ФРАГМЕНТ СТРАНИЦЫ:
=-=-=-=-=

Нельзя не согласиться, что библейский разсказ о рае, взятый в его строгой буквальности, не дает полного удовлетворения нашим умственным запросам, что и служит главным основанием критической школе считать его миѳом или сагой. Первобытный человек, Адам, хотя и «перстный», но более, чем мы, похожий на «Небеснаго», в разсказе представляется имеющим жилище, почти общее с тем миром животных, который он с благородною гордостью отстранил от себя и тогда, когда почувствовал свое одиночество.

Неудобства буквального понимания библейскаго разсказа о рае, повидимому, неизбежно заставляют остановиться на аллегорическом понимании этого разсказа.

Правда, св. Иоанн Златоуст резко осуждает это последнее понимание: «для того и записал блаженный Моисей самое имя места, чтобы любящие пустословить не могли обольщать простодушных и говорить, что рай не на земле, а на небе, и распространять подобные басни»2. Буквально понимали разсказ о рае сравнительное большинство св. отцов: Феофил Антиохийский3, Ипполит4, Епифаний5.

Но уже св. Григорий Богослов, как ни казалось ему такое мнение опасным для его просто-верующаго времени, не мог не сознаться, что строго-буквальное понимание библейскаго разсказа о рае не удовлетворяет его. «Человека, говорит он, Бог поставил в раю – что бы ни означал рай – делателем безсмертных растений, может быть, божественных помыслов как простых, так и более совершенных»6. Еще решительнее на сторону аллегорическаго понимания разсказа становится св. Ефрем Сирин: он прямо помещает рай в небе7.

=-=-=-=-=

ЗАДАНИЯ:
1 - Ответьте по отрывку о рае:
(a) Кто, по словам отрывка, резко осуждает аллегорическое понимание рассказа о рае?
(b) Кем критическая школа считает этот рассказ?
(c) Где св. Ефрем Сирин помещает рай?
2 - Продолжите отрывок о рае, начав сразу после фразы о том, где св. Ефрем Сирин помещает рай.
Строки далее никак не связаны с отрывком о рае.

(Записи с ограничивающими рамками)
=-=-=-=-=

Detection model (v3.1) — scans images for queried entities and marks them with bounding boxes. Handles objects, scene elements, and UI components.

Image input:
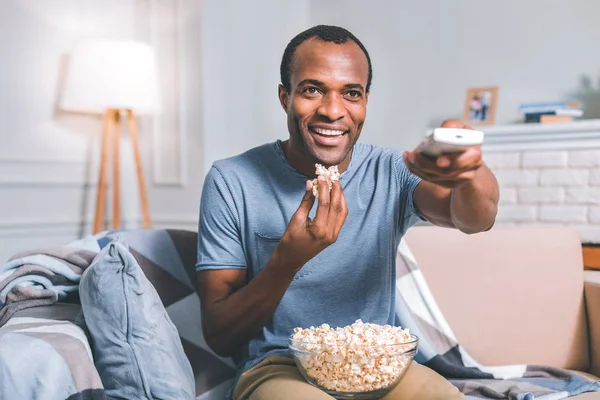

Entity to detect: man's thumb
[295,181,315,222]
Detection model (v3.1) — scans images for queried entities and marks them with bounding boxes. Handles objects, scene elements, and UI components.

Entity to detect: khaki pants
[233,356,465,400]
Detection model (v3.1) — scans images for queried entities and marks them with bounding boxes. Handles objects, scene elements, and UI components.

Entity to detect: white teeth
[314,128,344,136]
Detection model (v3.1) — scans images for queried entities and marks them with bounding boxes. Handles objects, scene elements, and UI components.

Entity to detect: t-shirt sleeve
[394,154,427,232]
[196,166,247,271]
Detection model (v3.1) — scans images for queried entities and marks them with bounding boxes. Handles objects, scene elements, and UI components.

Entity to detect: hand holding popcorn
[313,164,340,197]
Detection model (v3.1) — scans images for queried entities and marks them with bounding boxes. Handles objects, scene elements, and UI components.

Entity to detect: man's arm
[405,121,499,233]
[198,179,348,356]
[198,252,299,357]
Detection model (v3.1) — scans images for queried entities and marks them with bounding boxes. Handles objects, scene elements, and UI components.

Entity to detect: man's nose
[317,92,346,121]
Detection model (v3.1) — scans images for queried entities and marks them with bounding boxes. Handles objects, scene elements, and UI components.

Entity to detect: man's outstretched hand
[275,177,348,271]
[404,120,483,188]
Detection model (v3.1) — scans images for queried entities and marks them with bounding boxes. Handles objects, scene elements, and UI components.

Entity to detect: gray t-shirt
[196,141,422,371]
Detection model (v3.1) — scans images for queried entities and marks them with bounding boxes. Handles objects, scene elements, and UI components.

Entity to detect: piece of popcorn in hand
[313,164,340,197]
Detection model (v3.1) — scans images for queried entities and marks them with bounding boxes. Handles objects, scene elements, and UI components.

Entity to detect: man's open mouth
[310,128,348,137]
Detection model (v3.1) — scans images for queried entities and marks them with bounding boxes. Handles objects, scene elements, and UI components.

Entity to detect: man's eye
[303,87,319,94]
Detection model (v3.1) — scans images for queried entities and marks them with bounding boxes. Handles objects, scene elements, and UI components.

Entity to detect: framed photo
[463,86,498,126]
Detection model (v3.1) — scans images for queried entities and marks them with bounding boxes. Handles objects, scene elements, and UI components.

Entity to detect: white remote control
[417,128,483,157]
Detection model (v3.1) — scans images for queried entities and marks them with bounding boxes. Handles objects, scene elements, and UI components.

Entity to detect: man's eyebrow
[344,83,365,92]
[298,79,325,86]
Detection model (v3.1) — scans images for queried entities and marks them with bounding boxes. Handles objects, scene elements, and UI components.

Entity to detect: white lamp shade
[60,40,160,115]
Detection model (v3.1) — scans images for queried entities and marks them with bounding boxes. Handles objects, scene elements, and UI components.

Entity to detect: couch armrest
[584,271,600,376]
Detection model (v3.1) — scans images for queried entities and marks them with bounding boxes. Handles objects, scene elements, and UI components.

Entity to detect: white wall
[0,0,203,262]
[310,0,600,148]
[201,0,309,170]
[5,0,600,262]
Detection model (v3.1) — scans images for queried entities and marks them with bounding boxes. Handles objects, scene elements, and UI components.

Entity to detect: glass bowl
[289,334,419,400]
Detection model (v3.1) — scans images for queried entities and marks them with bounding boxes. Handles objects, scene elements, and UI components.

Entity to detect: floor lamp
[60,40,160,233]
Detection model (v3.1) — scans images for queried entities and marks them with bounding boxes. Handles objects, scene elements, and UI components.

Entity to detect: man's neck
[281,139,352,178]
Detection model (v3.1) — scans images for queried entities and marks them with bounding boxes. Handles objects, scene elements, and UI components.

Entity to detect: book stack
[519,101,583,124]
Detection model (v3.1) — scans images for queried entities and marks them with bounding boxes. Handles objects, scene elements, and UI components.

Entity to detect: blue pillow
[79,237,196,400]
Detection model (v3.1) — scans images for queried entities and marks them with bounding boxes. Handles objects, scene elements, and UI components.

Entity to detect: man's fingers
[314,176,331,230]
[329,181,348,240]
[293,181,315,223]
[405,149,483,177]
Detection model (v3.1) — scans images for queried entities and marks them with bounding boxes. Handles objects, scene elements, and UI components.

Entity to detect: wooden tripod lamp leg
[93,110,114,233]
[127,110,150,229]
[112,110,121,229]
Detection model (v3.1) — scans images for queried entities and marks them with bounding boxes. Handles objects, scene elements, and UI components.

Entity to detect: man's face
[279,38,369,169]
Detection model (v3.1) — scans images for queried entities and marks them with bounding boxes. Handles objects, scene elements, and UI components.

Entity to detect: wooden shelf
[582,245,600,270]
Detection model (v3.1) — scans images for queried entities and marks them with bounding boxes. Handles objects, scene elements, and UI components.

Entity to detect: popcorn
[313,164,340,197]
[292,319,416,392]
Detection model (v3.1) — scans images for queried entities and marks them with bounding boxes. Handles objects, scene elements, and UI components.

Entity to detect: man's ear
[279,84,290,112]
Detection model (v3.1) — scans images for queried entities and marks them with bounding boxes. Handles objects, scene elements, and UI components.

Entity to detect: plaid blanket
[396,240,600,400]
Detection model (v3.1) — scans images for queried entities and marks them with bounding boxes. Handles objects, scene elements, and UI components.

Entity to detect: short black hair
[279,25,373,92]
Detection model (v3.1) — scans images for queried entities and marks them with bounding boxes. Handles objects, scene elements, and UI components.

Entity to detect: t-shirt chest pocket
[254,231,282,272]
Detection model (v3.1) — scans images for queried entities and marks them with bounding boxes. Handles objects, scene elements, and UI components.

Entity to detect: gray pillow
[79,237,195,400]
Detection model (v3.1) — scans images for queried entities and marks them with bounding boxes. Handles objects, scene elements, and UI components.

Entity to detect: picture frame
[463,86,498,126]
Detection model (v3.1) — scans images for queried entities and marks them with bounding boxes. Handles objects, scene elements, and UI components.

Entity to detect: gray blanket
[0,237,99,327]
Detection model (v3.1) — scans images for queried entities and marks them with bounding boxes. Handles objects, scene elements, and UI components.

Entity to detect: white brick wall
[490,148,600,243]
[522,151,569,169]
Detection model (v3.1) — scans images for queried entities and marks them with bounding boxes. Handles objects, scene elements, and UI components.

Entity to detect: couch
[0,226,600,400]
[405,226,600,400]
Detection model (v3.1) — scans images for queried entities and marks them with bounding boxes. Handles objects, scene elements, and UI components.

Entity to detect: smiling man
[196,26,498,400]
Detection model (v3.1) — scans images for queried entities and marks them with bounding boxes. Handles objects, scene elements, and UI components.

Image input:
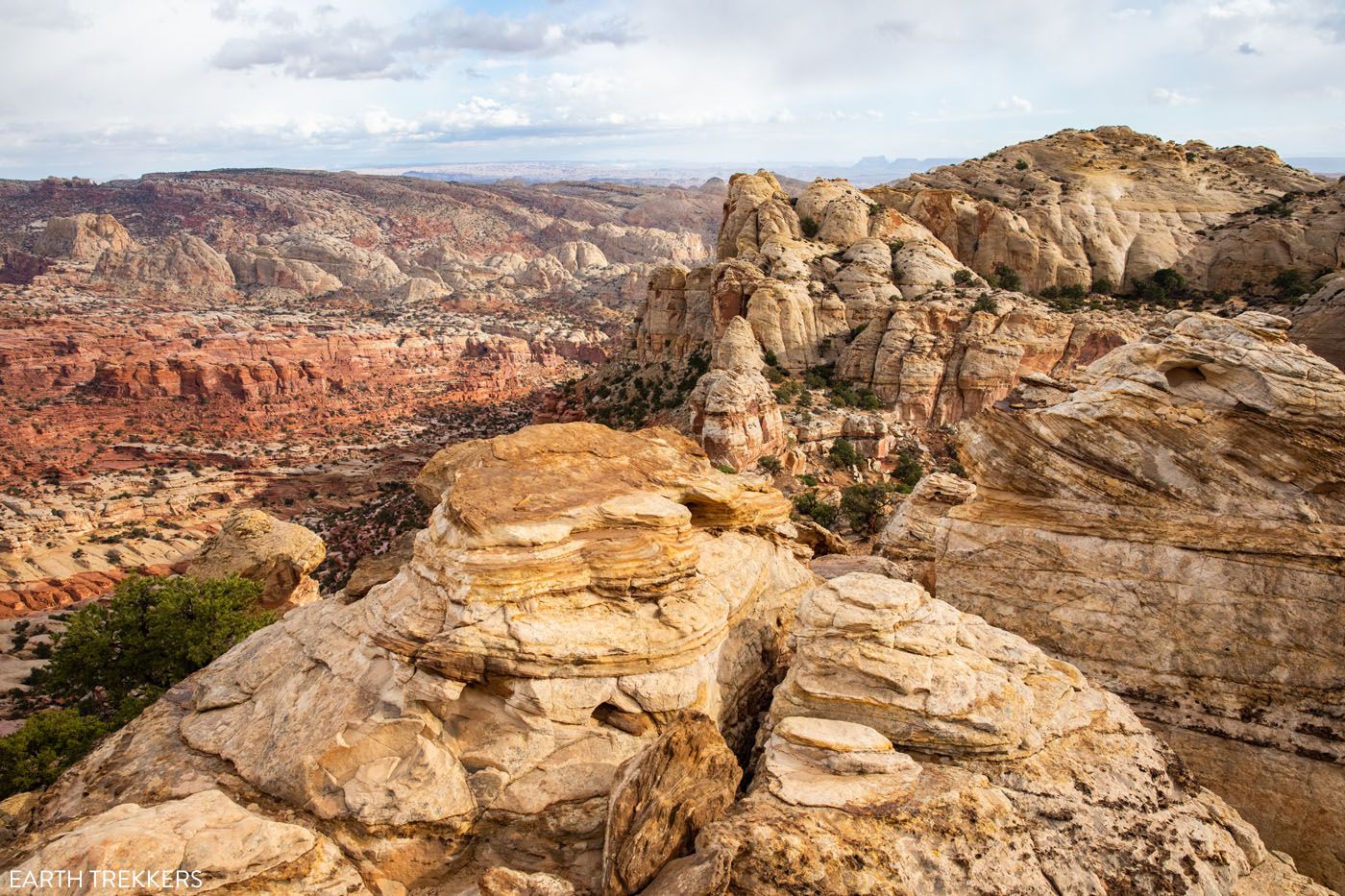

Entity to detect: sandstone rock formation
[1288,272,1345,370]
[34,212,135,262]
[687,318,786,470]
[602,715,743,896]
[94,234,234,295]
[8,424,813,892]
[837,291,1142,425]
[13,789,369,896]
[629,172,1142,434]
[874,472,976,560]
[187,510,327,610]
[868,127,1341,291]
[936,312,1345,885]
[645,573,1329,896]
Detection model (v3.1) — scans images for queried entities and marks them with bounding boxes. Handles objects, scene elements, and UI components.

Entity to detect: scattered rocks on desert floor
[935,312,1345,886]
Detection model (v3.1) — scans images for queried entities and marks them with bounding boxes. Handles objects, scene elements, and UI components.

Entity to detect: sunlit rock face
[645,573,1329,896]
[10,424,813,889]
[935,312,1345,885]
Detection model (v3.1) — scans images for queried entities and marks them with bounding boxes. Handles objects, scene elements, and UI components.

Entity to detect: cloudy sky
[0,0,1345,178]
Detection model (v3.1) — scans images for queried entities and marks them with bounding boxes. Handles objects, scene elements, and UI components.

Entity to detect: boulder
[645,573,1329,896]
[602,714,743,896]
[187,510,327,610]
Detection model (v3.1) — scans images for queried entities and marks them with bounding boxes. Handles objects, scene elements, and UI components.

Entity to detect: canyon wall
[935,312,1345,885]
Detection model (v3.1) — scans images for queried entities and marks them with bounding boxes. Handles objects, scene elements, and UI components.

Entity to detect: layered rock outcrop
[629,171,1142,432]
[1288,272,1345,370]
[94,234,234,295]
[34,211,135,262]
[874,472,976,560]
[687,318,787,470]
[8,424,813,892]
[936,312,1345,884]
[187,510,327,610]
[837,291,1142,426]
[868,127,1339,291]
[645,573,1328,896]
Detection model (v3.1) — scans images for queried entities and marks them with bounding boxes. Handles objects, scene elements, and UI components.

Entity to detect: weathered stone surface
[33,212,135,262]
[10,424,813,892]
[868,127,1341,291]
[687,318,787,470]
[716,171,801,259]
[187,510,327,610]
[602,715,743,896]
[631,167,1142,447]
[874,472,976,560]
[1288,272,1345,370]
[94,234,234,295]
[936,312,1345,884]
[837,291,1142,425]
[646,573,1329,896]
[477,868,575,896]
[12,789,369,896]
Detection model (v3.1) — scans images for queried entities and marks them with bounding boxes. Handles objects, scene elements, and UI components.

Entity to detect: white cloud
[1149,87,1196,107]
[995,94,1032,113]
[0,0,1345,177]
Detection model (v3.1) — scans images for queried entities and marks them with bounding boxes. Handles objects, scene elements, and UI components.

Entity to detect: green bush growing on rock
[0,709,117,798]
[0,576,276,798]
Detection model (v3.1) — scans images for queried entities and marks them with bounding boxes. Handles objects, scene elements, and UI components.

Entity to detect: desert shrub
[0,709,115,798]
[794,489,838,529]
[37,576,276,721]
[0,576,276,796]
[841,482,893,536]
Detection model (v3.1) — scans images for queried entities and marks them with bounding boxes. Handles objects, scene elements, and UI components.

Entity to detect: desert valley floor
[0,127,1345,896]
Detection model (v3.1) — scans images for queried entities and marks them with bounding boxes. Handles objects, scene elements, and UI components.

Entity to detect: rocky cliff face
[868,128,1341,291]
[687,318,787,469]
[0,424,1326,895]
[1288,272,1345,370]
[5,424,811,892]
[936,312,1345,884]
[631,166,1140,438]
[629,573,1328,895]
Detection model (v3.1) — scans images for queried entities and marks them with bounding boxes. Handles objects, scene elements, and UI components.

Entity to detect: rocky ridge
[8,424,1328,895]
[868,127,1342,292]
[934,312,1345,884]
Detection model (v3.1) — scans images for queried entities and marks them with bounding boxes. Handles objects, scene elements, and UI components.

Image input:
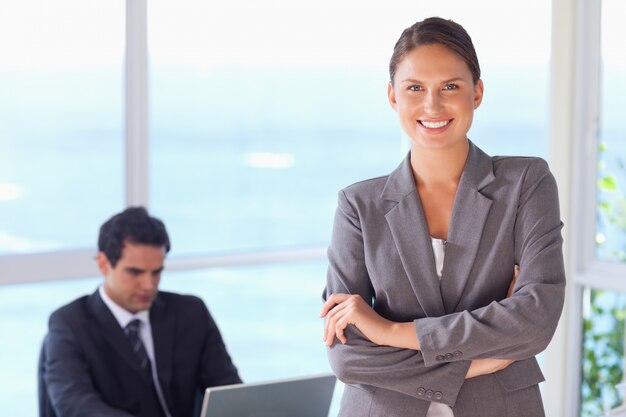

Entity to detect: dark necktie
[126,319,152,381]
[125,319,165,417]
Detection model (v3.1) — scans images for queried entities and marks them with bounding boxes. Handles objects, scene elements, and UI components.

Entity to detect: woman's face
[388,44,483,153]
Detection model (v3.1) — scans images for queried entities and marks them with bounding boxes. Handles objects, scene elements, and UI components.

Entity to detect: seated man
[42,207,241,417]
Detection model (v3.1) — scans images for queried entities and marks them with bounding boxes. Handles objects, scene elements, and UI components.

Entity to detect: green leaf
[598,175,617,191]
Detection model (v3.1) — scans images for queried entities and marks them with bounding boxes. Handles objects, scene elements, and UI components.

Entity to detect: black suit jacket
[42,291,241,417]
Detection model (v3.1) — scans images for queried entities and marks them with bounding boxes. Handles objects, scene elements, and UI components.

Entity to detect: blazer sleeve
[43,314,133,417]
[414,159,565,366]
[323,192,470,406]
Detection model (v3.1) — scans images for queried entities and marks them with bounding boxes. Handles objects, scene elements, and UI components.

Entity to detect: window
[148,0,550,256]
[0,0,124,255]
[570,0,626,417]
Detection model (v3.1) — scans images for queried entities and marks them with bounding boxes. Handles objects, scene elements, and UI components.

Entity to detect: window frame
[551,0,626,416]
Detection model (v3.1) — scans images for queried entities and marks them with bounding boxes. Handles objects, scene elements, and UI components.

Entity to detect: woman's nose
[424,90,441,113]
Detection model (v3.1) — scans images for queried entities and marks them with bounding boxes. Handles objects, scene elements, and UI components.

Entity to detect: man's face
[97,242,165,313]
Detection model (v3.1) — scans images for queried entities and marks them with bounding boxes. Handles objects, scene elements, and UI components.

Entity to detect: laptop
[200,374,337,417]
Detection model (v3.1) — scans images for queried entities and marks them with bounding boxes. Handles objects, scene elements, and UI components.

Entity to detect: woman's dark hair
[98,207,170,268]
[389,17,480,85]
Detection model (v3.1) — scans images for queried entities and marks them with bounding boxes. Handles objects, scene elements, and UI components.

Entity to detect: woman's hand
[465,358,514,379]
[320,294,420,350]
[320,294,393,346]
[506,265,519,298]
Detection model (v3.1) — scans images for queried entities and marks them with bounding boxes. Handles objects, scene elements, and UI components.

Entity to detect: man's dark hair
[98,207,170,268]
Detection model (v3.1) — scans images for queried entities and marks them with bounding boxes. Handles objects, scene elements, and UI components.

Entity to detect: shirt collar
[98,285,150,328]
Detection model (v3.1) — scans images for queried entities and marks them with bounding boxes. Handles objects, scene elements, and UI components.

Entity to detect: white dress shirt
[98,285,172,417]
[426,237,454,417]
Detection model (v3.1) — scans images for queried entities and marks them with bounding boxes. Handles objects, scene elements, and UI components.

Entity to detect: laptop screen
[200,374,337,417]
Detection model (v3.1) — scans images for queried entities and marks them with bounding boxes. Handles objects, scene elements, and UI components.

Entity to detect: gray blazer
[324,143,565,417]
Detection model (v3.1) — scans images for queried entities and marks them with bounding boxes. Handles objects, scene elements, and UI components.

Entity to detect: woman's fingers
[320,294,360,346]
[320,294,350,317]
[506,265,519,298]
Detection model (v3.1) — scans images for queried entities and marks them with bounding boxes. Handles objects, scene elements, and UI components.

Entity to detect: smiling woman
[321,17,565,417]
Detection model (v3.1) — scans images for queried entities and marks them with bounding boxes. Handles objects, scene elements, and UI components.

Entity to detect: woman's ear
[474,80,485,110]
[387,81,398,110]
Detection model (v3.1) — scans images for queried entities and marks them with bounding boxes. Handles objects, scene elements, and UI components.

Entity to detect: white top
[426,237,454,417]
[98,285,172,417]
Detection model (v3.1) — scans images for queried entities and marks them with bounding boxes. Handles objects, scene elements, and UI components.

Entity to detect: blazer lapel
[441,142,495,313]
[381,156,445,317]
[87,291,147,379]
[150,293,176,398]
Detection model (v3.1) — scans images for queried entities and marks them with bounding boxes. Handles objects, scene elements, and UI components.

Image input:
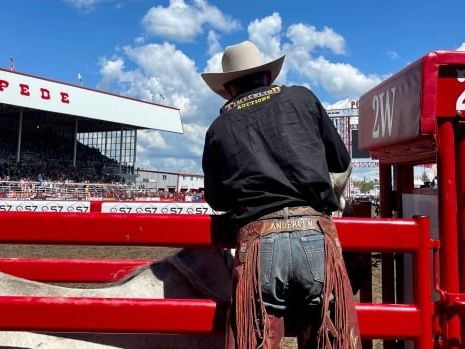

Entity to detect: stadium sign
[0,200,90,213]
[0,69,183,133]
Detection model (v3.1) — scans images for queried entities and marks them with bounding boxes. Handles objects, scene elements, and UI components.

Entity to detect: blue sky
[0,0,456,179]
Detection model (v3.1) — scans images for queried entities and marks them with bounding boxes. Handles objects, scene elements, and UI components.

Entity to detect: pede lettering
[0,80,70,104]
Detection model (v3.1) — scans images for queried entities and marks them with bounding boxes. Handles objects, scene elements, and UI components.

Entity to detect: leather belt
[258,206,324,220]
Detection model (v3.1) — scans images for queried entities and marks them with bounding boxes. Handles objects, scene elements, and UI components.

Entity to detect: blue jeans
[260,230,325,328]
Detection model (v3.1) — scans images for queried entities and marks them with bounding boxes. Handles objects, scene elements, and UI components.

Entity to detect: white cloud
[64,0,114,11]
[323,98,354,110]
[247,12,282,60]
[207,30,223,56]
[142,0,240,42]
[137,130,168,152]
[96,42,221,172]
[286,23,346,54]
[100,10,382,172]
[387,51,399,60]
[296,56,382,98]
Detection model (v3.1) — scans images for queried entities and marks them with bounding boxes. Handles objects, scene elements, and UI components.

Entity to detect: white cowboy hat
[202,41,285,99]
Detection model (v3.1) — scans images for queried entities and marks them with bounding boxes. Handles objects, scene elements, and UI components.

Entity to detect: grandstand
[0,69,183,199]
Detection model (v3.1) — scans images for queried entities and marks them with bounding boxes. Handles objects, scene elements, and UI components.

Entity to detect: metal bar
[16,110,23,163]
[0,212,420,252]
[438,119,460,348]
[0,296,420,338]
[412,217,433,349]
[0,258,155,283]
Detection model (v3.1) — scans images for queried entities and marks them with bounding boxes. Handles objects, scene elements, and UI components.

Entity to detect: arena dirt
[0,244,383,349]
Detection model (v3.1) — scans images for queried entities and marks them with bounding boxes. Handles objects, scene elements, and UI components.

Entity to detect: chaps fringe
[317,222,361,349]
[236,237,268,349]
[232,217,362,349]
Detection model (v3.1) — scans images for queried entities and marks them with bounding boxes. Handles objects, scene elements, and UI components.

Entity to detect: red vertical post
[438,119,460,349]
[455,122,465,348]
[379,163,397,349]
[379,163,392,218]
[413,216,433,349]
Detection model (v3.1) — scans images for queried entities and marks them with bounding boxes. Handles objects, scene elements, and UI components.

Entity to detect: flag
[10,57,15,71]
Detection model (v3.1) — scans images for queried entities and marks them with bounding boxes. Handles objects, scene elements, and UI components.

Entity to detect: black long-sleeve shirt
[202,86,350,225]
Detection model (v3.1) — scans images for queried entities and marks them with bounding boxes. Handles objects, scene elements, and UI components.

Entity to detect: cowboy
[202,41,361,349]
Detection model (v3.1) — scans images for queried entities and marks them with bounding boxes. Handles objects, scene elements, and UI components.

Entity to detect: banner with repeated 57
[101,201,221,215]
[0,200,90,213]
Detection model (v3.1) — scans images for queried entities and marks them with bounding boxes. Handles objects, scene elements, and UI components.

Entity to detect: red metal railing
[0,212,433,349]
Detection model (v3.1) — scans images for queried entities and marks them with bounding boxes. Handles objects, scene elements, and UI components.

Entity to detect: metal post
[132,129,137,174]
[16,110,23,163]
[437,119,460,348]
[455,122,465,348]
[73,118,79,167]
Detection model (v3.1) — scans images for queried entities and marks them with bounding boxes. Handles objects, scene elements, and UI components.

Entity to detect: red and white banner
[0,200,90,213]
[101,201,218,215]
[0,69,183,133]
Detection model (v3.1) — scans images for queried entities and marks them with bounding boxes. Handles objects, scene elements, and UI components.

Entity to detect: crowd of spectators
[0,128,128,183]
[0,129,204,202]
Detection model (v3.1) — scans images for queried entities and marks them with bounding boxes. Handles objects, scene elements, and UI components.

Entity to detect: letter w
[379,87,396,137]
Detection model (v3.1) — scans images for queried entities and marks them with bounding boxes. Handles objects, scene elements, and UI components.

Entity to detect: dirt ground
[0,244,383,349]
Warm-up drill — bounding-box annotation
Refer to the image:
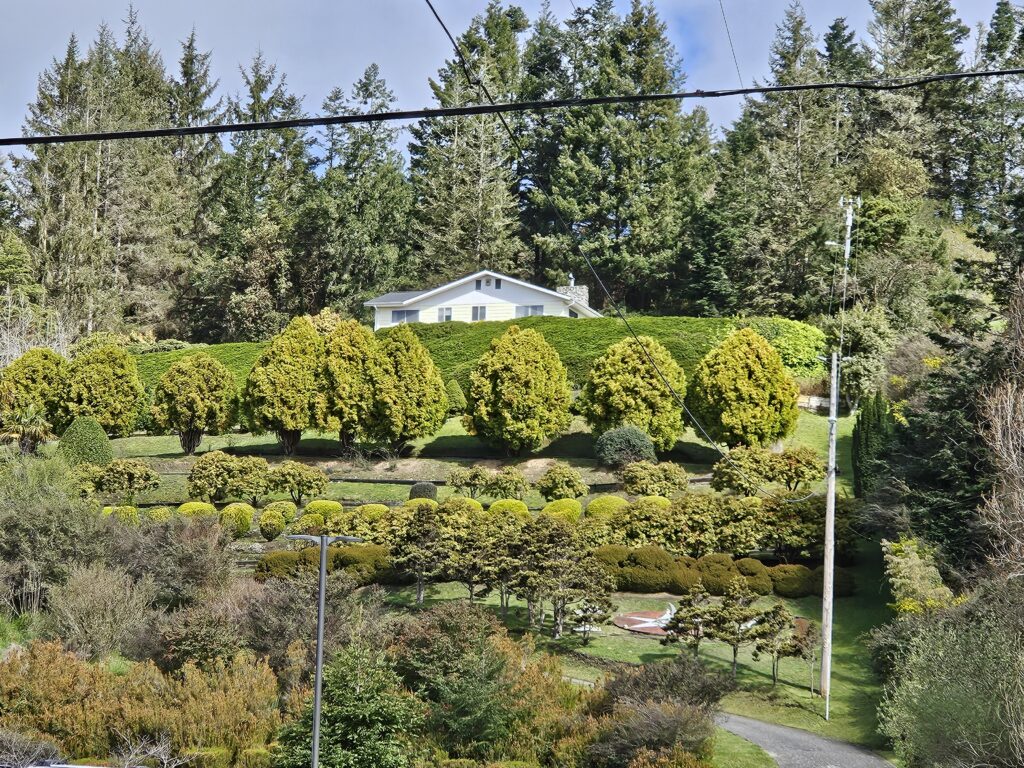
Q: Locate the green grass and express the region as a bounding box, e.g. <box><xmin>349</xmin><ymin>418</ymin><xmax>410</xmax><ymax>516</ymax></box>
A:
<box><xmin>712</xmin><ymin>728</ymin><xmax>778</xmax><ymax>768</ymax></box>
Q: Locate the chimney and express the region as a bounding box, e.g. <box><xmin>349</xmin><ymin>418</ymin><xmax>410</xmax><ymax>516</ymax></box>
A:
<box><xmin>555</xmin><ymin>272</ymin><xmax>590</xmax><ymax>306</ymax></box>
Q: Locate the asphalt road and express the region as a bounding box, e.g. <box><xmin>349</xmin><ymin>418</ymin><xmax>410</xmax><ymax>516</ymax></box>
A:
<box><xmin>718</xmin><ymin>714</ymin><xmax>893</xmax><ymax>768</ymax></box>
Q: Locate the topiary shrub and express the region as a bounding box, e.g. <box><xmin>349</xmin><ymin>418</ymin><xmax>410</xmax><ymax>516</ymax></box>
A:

=-=-=-=-=

ИТОГОВЫЕ ОТВЕТЫ:
1 -
(a) Св. Иоанн Златоуст.
(b) Миѳом или сагой.
(c) В небе.

2 -
В виду такого раздвоения мнений у св. отцев в вопросе православная Церковь соборне никогда не высказывалась за буквальное понимание разсказа и не осуждала иносказательнаго, аллегорическаго понимания. К первому пониманию, впрочем, склоняется «Точное изложение православной веры» Иоанна Дамаскина. Но 1) склоняется, как увидим сейчас, не безусловно; 2) книга эта, как ни авторитетна она, не имеет в Церкви законообязательной силы.

В разсказе о рае несомненно есть явно-символические черты. Таково уже имя страны, где он находился: «Едем» – «приятность». Затем 4 рукава райской реки имеют очевидное отношение к 4-м странам света.

И два таинственных дерева рая нельзя мыслить простыми деревьями.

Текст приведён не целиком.